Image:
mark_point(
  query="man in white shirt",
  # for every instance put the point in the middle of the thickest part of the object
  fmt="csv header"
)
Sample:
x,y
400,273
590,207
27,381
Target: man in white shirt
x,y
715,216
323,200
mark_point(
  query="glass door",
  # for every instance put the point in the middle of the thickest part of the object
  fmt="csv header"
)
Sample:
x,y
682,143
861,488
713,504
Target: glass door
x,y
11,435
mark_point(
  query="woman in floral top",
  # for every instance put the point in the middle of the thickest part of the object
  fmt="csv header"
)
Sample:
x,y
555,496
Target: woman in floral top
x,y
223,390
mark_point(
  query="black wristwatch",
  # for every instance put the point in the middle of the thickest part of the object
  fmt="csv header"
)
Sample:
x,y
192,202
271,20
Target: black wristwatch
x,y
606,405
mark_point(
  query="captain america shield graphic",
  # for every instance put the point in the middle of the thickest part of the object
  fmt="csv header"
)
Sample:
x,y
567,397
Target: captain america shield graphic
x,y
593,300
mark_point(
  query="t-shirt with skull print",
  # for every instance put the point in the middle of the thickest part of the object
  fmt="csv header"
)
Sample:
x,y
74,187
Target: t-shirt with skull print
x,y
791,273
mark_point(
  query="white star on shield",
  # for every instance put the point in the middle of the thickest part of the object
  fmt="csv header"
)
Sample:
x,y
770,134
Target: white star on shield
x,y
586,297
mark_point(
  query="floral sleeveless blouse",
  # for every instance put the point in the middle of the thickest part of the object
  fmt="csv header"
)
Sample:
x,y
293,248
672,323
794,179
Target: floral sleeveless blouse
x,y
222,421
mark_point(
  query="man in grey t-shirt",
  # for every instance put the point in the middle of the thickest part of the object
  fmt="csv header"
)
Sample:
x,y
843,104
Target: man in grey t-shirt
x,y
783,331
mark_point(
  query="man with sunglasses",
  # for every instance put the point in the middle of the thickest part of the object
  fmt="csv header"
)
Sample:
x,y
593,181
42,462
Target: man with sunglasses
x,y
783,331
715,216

= = = = = = =

== WHAT THE EXERCISE ASKS ==
Print all of the data exactly as it stands above.

== REPLY ==
Image:
mark_point(
  query="man in white shirt",
  # for every instance put the point in the middle of the thickest part of the object
  fmt="csv header"
)
Sample:
x,y
400,273
590,207
27,381
Target: man in white shirt
x,y
715,216
323,200
mark_point(
  query="glass door",
  # for every instance put the point in the middle of the thickest part of the object
  fmt="csv header"
)
Sample:
x,y
682,143
861,488
713,504
Target: glass door
x,y
11,435
mark_point(
  query="woman in floral top",
  # for every instance put the point in the middle of the thickest part of the object
  fmt="csv header"
)
Sample:
x,y
555,496
Target: woman in floral top
x,y
223,390
mark_point(
  query="black wristwatch",
  # for every instance put the point in the middle of the thickest part of the object
  fmt="csv header"
)
Sample:
x,y
192,202
271,20
Target: black wristwatch
x,y
606,405
mark_point(
  query="captain america shield graphic",
  # for every instance put the point in the middle of the thickest part of the object
  fmt="csv header"
)
Sample:
x,y
567,397
Target: captain america shield graphic
x,y
593,300
mark_point(
  query="t-shirt with skull print",
  # for every instance put the point in the middle of the thickest part of the object
  fmt="csv header"
)
Sample:
x,y
74,187
Target: t-shirt with skull print
x,y
791,273
mark_point(
  query="white star on shield",
  # for every instance put the point in the middle of the thickest part of the object
  fmt="csv header"
)
Sample:
x,y
770,134
Target: white star on shield
x,y
586,297
mark_point(
  query="floral sleeveless blouse",
  # for every instance put the point in the middle of the thickest part of the object
  fmt="csv header"
)
Sample:
x,y
293,248
672,323
794,179
Target: floral sleeveless blouse
x,y
222,421
mark_point(
  query="man in grey t-shirt",
  # for every instance put the point in the middle of the thickest part of the object
  fmt="csv header"
)
Sample:
x,y
843,104
Target: man in grey t-shirt
x,y
783,331
mark_point(
  query="man with sunglasses",
  # for every instance put the point in the middle of the thickest part of the object
  fmt="csv header"
)
Sample:
x,y
593,181
42,462
Target: man with sunglasses
x,y
783,331
715,216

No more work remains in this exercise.